This is what it's all about.

Tuesday, 3 February 2009

Battle Scars

I'm deep in Euro territory now and the injuries are starting to stack up. My right foot is totally fucked right now. Struggling to walk on it the last few hours. Not sure what I did to it. It's funny the whole injuries thing. Seems almost every fellow traveller I meet is carrying some niggle or another. There's always someone who's got a chronic cold, somebody with a limp, somebody coughing out a lung. It's the way of things.

Me, I'm doing okay about it all. Rode the train into Köln from Amsterdam. My streak of strange encounters with mildly famous Australians on trains has continued: first the Howling Bells on the train from London to Paris, and today I was in the same car as The Umbilical Brothers. They were mildly amusing to observe.

Train had tech problems so we had to switch, end up stuck on a cold platform, eating the skin off my dry lips for a good half hour, and late getting in but what does that matter. Köln is a lot warmer than Amsterdam. Amsterdam was like ice in my underpants. Couldn't walk the streets it was so bad. Plus there's that foot thing.

Goes nicely with my other injuries: mystery burn scar on my hand which looks increasingly worse, my usual skin irritation thing on my hands which is in full swing now, stiff neck and my cracked up lips.

****************

Task statement
Repeat the passage of the "Battle Scars" travel post above that opens with the words containing "Me, I'm doing" and closes with "amusing to observe.".

Recorded data
****************

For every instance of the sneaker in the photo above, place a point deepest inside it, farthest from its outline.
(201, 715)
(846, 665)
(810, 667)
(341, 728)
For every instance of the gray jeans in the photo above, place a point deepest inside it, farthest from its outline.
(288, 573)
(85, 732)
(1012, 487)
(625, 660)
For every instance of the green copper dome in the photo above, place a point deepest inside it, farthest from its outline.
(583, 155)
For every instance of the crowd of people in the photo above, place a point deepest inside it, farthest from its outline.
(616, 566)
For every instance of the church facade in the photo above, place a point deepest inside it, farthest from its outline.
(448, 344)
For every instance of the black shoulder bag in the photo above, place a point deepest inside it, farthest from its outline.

****************

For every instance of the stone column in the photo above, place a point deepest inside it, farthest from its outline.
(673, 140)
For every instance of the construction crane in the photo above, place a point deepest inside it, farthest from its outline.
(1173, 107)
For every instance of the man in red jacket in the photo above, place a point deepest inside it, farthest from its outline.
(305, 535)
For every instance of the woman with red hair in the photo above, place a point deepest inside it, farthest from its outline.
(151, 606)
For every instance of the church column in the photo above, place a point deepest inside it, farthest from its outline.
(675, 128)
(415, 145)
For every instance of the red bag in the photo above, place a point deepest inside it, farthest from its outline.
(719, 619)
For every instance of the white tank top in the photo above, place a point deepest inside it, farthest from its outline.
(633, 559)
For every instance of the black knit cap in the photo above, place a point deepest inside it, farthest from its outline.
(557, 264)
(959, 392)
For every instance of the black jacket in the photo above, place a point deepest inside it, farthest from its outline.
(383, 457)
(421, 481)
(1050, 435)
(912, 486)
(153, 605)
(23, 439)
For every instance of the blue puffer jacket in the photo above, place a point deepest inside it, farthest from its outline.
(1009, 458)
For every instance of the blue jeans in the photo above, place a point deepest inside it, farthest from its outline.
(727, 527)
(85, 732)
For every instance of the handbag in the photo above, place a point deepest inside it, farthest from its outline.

****************

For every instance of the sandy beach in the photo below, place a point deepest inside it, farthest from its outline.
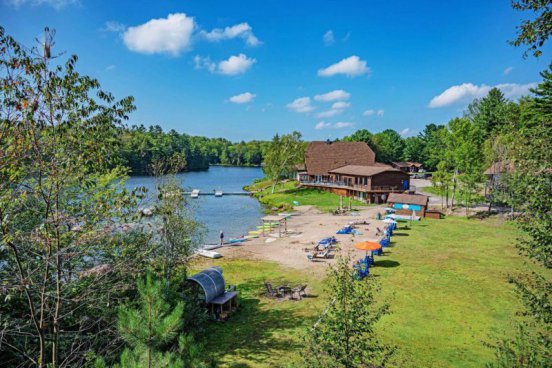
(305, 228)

****************

Reply
Me, I'm doing okay about it all. Rode the train into Köln from Amsterdam. My streak of strange encounters with mildly famous Australians on trains has continued: first the Howling Bells on the train from London to Paris, and today I was in the same car as The Umbilical Brothers. They were mildly amusing to observe.